Мне бесчисленное количество раз повторяли о взысканиях и наказаниях. Никто из начальства даже не интересовался мной лично, не знал, по какому я делу попал. Я для них был только арестант, которого надо запугать и держать в черном теле, ибо иначе с ним ничего не поделаешь. Все арестанты, кто меня брил, стриг, кто заставлял носить парашу, носить работу, тоже на каждом шагу давали мне понять, что я попал в такие тюремные тиски, в которых нет места никакой личной воле. Сидя рядом с десятками вновь принимаемых арестантов, наблюдая их, слыша их несколько отрывочных фраз, видя грубое, нечеловеческое обращение с ними тюремщиков-профессионалов, я на основании всего этого сразу себе представил и, как потом оказалось, представил себе верно, что представляет собою жизнь изо дня в день в английской тюрьме.

★ ★ ★ ★ ★

**Задания**:
a. Пожалуйста, выпишите из исходного текста фрагмент, начиная со слов «Мне бесчисленное количество» и заканчивая словами «в английской тюрьме.».
b. Ответьте по исходному тексту на вопросы:
(i) Интересовался ли кто-нибудь из начальства рассказчиком лично?
(ii) Что арестанты заставляли рассказчика носить?
(iii) О тюрьме какой страны идет речь в последнем предложении?
Данные для работы не понадобятся.

**Выдержка из данных**:

★ ★ ★ ★ ★

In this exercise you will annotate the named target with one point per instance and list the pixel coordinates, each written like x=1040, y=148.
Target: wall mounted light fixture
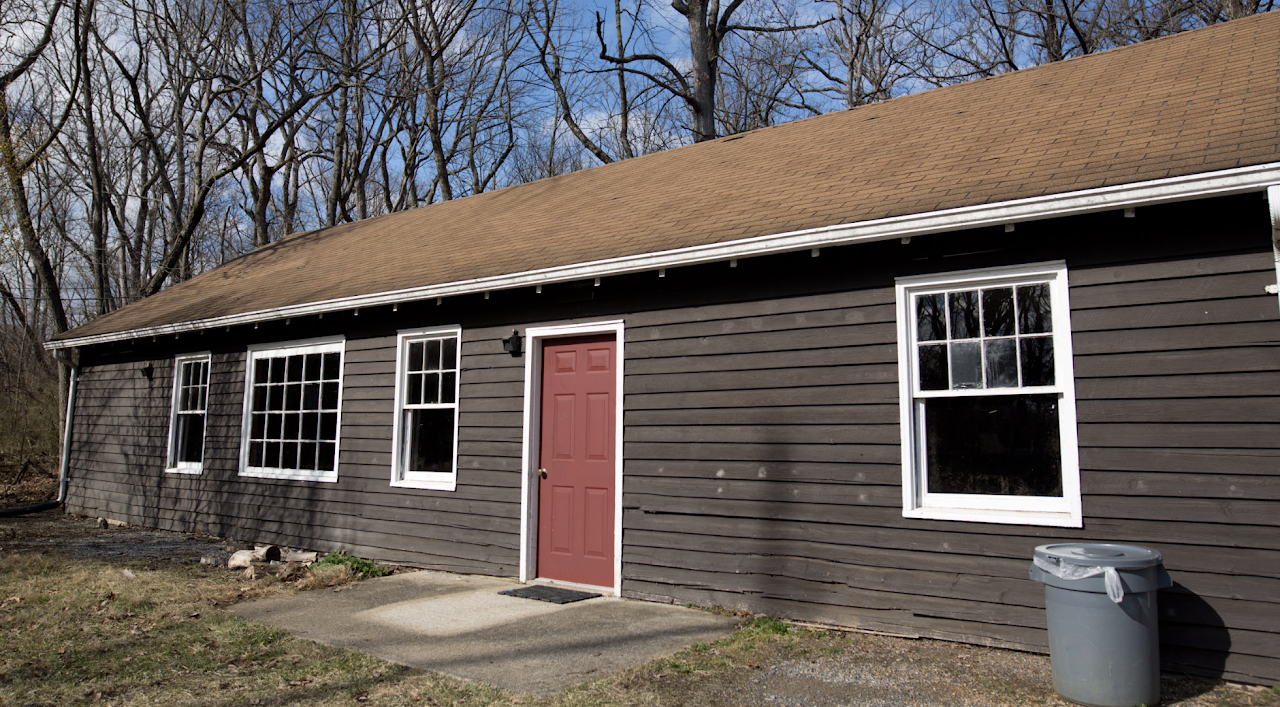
x=513, y=343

★ ★ ★ ★ ★

**Ответы к заданиям**:
a.
Мне бесчисленное количество раз повторяли о взысканиях и наказаниях. Никто из начальства даже не интересовался мной лично, не знал, по какому я делу попал. Я для них был только арестант, которого надо запугать и держать в черном теле, ибо иначе с ним ничего не поделаешь. Все арестанты, кто меня брил, стриг, кто заставлял носить парашу, носить работу, тоже на каждом шагу давали мне понять, что я попал в такие тюремные тиски, в которых нет места никакой личной воле. Сидя рядом с десятками вновь принимаемых арестантов, наблюдая их, слыша их несколько отрывочных фраз, видя грубое, нечеловеческое обращение с ними тюремщиков-профессионалов, я на основании всего этого сразу себе представил и, как потом оказалось, представил себе верно, что представляет собою жизнь изо дня в день в английской тюрьме.

b.
(i) Нет, никто из начальства не интересовался им лично.
(ii) Парашу и работу.
(iii) Об английской тюрьме.